- Task to complete
Gather all lines with "crowd" from the records.

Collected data
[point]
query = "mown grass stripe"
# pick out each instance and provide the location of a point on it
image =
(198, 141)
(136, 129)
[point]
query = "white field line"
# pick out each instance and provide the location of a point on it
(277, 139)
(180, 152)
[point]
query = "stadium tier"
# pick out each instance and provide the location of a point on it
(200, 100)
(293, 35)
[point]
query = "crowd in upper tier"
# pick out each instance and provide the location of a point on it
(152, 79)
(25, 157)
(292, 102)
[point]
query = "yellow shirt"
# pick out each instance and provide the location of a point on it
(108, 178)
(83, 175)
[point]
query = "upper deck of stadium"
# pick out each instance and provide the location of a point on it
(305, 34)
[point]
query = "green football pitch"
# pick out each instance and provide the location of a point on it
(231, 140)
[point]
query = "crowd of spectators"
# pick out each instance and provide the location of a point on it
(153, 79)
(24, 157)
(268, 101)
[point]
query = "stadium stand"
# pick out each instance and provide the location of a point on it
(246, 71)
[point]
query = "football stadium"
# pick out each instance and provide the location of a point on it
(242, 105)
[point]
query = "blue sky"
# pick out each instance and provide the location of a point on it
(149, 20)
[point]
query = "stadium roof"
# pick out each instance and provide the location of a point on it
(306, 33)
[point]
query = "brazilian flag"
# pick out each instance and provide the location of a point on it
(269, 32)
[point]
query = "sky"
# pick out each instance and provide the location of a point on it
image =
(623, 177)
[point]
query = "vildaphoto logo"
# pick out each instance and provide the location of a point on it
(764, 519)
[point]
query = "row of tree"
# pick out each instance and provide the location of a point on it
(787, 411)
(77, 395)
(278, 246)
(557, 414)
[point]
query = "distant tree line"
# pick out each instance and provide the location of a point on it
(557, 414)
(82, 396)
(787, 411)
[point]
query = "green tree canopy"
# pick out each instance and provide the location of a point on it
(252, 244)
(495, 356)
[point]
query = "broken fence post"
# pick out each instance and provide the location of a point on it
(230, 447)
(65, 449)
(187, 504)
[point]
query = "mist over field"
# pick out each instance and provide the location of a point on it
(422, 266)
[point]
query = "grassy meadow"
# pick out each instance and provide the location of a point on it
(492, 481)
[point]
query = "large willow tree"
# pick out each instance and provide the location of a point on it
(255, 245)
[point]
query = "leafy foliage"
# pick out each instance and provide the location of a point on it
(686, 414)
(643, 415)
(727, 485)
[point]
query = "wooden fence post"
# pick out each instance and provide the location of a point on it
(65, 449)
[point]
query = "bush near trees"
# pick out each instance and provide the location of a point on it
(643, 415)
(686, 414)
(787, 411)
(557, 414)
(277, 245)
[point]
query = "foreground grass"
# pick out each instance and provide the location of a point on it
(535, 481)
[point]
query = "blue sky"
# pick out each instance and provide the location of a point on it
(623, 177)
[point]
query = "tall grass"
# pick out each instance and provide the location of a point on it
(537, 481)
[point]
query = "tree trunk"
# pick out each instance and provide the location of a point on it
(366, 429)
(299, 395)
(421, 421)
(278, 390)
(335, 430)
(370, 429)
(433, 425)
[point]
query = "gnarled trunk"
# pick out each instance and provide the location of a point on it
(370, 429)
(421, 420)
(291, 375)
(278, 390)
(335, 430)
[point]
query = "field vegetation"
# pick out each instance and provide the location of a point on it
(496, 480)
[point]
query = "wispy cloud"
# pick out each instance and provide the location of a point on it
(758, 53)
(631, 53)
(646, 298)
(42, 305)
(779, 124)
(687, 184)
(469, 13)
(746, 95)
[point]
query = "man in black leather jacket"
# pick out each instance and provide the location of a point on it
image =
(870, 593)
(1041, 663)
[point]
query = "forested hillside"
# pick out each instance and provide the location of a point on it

- Task answer
query = "crowd in upper tier"
query = "crowd of spectators"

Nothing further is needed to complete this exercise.